#### PASSAGE DU TEXTE

Mirtha Pozzi (percussions mutiples : tambours, métaux, objets sonores, mots, bruits vocaux...)

Alfortville, sans date

NowLands TAC 017

 

En prélude, une partie des mots du percussionniste Pablo Cueco, compagnon de route de Mirtha Pozzi, dont quelques sons électro-acoustiques ont alimenté 4 des 16 plages du disque, et qui signe le texte du livret : «Il faut savoir choisir ! 'On n'est pas obligé de tout dire, partout, à chaque fois' comme dit Mirtha Pozzi... Le musicien n'est ni omniscient, ni omnipotent et ne peut être partout à la fois. On ne peut pas jouer tout, partout tout le temps. Il doit parfois aussi laisser ses oripeaux et bagages sur la rive et se plonger dans les eaux turbulentes d'une musique inconnue. Inouïe jusqu'alors. 'Toute licence en art !' dit-on...»

########

### EXERCICE A
Repérez dans les enregistrements chaque ligne où figure le mot « navy », puis recopiez-les toutes.
Le texte et les enregistrements n'ont aucun rapport entre eux.

#### ENREGISTREMENTS CONSERVÉS

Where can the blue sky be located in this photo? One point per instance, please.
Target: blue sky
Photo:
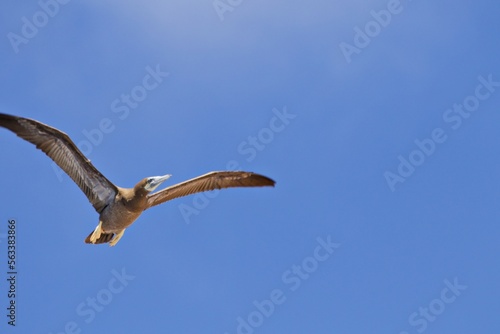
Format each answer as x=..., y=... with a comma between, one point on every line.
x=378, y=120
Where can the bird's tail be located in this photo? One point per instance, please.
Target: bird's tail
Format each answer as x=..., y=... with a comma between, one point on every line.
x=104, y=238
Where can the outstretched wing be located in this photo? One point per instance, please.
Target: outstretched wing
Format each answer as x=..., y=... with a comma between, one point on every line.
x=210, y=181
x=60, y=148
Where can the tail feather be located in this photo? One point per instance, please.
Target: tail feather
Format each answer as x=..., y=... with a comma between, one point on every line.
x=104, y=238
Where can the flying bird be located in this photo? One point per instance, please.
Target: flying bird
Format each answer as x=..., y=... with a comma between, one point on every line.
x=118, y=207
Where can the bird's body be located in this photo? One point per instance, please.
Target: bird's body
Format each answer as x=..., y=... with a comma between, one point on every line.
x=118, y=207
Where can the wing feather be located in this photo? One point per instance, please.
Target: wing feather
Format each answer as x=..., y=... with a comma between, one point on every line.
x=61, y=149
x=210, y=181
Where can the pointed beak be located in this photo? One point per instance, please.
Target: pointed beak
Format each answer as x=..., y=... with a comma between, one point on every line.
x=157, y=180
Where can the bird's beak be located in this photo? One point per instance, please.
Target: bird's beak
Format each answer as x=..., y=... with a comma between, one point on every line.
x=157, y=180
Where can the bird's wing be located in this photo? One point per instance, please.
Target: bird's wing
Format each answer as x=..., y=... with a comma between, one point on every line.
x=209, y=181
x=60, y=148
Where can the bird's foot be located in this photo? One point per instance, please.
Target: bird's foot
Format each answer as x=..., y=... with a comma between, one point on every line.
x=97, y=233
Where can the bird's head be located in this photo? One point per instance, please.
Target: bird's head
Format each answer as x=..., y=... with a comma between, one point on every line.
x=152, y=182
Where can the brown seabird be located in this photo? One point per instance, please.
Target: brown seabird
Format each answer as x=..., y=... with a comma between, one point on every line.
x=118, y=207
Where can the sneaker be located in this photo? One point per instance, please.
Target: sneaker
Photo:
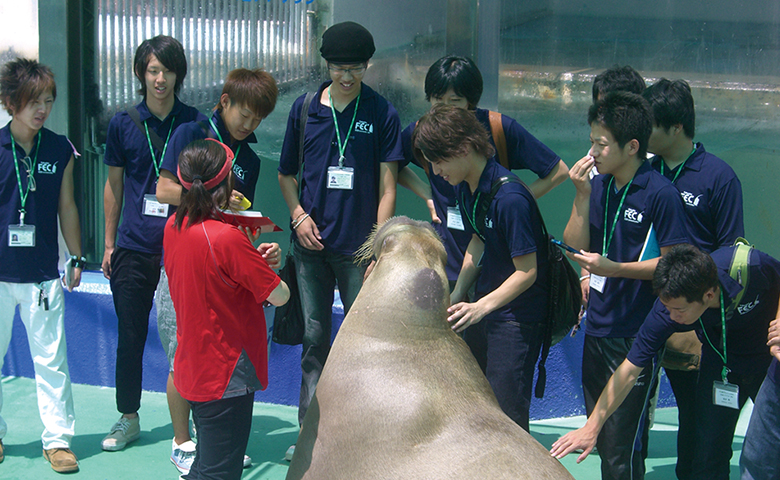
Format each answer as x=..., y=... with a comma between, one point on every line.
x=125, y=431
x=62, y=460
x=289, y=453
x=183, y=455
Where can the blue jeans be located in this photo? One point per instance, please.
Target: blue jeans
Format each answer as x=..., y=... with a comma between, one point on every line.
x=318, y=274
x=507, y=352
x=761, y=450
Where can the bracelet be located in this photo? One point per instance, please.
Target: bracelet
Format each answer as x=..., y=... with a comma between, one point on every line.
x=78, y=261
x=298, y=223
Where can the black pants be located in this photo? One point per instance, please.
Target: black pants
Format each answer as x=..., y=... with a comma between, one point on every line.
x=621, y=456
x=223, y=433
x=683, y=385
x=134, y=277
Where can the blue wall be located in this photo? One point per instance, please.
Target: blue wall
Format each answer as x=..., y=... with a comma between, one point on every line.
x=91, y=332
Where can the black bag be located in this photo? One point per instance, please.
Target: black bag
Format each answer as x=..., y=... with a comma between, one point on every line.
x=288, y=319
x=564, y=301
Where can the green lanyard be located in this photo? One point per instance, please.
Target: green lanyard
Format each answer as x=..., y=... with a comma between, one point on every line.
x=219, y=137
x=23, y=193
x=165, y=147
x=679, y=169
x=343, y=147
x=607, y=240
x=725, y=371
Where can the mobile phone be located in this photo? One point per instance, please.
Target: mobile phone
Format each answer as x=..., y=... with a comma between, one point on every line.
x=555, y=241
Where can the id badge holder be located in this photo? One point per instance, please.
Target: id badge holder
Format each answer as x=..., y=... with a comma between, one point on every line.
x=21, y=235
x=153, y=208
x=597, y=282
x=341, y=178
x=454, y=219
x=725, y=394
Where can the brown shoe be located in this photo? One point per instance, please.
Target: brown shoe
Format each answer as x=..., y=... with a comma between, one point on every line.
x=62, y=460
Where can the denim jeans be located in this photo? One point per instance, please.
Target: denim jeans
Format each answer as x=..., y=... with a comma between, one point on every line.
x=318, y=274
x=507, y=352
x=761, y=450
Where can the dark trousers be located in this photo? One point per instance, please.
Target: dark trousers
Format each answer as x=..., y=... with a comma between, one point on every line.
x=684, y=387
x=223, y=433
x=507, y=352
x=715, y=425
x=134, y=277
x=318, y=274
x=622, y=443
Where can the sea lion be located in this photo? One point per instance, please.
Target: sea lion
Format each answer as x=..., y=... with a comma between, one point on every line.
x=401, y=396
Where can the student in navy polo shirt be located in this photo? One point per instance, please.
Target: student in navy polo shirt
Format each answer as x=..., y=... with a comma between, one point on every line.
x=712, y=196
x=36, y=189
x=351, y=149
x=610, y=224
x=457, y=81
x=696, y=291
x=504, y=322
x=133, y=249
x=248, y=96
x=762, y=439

########

### EXERCICE B
Reformulez sous forme de liste plus courte le paragraphe du texte sur le disque de Mirtha Pozzi qui commence par « En prélude, une partie des mots », en conservant ses faits principaux.

### RÉPONSE A
Where can the student in navy polo shirt be located in this photo? One point per instance, please.
Target: student in navy polo shirt

### RÉPONSE B
- Le paragraphe s'ouvre sur des propos du percussionniste Pablo Cueco, compagnon de route de Mirtha Pozzi.
- Quelques sons électro-acoustiques de sa part alimentent 4 des 16 plages du disque, et il signe le texte du livret.
- Son idée centrale : il faut savoir choisir, car « on n'est pas obligé de tout dire, partout, à chaque fois », selon Mirtha Pozzi.
- Le musicien n'est ni omniscient ni omnipotent et ne peut pas tout jouer, partout, tout le temps.
- Il doit parfois laisser ses oripeaux et bagages sur la rive pour plonger dans une musique inconnue, inouïe jusqu'alors.
- Le propos se clôt sur la formule « Toute licence en art ! ».